# What the exercise asks
How many lines of the records below contain the string "wooden"? Case counts, and the reply should be the number alone.

Excerpts from pointing data:
┄┄┄┄┄┄

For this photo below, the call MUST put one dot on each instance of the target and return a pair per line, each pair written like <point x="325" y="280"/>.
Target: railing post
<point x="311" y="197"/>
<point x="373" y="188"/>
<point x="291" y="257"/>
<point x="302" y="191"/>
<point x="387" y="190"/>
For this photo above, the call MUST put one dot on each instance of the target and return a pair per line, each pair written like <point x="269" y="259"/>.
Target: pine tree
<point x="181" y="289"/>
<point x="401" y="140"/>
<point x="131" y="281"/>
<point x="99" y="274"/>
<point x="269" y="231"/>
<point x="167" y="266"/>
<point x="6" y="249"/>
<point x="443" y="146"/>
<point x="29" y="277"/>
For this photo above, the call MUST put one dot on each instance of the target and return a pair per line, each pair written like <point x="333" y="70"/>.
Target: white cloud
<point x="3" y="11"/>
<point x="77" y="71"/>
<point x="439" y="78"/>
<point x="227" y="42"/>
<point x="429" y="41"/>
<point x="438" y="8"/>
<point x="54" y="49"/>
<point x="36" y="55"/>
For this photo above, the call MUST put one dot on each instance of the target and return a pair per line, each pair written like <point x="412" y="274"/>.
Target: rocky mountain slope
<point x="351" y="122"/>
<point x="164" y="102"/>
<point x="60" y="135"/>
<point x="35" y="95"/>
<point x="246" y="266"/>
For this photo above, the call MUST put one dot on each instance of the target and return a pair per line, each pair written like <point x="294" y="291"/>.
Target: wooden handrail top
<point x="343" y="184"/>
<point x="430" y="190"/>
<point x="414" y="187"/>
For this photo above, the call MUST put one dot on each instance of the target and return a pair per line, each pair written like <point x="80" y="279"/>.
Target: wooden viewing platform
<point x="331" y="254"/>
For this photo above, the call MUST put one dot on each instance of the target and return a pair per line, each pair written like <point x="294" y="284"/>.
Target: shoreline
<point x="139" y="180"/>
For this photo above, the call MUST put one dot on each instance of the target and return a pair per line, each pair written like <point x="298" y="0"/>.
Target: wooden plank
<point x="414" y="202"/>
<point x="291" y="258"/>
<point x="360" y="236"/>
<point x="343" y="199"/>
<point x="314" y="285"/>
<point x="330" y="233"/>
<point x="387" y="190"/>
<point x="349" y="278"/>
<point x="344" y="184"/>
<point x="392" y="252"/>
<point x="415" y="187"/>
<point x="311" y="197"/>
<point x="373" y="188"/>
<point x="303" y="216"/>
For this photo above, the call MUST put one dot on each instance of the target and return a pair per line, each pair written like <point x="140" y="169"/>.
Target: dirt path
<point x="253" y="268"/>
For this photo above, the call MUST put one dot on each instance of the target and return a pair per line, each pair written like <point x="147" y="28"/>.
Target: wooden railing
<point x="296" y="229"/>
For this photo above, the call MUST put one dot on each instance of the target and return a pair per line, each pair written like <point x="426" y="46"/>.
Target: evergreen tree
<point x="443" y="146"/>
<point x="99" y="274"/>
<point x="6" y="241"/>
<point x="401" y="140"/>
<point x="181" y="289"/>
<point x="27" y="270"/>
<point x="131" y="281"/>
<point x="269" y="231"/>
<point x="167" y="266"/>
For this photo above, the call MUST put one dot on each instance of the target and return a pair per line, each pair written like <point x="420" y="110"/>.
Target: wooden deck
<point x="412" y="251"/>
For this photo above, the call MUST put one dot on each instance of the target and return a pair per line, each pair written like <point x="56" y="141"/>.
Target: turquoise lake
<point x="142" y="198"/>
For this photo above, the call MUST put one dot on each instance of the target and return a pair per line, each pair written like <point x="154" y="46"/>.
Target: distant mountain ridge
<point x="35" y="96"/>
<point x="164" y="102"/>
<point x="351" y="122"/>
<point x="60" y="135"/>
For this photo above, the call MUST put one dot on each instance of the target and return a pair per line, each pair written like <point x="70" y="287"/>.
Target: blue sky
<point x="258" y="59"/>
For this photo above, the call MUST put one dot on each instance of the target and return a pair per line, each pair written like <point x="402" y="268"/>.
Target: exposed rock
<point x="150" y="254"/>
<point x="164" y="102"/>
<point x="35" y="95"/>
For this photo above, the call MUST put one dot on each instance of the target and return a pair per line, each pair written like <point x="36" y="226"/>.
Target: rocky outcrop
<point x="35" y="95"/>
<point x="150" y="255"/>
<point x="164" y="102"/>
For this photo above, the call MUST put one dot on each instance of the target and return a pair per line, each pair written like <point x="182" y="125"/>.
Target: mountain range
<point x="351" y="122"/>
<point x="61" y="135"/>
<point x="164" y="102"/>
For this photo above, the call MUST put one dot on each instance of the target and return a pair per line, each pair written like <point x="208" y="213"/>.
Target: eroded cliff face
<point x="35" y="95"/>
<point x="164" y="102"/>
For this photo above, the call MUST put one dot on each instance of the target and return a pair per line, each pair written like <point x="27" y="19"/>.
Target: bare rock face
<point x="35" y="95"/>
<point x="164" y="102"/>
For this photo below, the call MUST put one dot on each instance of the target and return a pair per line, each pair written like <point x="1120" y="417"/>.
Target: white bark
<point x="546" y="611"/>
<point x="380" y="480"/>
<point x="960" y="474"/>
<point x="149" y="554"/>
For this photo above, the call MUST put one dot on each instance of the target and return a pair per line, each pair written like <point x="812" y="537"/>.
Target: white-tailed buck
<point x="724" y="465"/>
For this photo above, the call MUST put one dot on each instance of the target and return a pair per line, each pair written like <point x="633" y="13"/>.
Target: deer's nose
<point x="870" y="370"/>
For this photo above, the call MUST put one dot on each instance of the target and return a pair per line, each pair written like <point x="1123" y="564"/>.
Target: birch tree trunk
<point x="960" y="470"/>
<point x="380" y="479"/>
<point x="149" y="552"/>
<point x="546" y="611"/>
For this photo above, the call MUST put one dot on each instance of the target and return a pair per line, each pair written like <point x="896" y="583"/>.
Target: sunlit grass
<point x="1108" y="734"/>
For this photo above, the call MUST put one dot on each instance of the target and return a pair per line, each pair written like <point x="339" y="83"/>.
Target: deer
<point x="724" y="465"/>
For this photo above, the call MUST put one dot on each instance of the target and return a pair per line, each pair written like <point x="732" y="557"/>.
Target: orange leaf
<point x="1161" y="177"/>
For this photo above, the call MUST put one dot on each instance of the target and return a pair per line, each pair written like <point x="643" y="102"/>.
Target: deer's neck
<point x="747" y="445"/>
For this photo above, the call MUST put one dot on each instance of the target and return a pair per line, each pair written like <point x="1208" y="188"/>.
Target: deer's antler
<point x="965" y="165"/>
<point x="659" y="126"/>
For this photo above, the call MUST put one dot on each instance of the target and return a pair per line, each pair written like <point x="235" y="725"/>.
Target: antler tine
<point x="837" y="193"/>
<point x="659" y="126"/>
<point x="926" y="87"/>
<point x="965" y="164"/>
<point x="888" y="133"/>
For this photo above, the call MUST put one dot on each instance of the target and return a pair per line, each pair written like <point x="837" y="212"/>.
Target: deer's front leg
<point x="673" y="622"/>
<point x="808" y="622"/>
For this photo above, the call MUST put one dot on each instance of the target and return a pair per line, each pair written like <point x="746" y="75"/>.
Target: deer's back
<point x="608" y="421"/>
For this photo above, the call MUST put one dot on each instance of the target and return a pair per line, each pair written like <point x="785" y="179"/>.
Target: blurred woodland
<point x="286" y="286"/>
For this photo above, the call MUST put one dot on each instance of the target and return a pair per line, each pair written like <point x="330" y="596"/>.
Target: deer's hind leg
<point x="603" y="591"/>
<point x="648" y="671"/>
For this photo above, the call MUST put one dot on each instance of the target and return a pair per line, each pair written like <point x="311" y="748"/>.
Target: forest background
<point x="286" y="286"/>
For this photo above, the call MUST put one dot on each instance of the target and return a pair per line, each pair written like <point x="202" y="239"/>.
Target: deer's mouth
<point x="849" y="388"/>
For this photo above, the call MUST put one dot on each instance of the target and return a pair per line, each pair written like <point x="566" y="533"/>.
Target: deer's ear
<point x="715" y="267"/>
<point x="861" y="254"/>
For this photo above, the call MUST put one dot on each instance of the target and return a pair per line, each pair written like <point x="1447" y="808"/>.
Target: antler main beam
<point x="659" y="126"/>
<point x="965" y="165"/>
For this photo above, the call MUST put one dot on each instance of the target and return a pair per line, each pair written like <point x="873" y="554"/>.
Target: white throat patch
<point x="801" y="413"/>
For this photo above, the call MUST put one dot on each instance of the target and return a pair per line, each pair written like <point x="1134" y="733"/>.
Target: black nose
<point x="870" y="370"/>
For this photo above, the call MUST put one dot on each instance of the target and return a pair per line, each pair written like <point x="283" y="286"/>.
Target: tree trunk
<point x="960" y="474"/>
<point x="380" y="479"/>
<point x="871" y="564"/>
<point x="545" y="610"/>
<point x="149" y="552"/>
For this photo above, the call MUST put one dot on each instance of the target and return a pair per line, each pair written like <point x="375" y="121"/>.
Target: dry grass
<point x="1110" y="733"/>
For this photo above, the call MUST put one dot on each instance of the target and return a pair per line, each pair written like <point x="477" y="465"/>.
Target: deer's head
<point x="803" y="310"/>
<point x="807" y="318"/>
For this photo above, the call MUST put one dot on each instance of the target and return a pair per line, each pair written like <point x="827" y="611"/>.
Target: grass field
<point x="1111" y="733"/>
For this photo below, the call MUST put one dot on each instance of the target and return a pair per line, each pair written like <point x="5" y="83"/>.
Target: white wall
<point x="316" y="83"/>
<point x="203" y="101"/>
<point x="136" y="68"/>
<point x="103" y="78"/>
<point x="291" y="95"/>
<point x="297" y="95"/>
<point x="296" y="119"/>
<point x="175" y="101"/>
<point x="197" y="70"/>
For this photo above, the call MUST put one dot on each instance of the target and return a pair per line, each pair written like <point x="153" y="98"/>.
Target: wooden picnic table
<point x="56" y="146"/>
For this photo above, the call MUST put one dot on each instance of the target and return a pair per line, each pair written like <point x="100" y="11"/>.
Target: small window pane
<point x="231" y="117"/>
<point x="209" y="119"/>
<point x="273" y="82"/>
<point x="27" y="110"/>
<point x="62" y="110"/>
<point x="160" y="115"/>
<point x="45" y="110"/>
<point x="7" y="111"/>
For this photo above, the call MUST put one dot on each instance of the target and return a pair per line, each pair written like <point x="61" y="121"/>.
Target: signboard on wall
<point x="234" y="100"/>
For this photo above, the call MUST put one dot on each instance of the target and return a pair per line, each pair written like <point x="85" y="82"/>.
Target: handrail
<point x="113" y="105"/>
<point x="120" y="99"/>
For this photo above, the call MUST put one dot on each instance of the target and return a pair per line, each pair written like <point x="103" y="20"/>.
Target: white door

┄┄┄┄┄┄

# Response to this exercise
6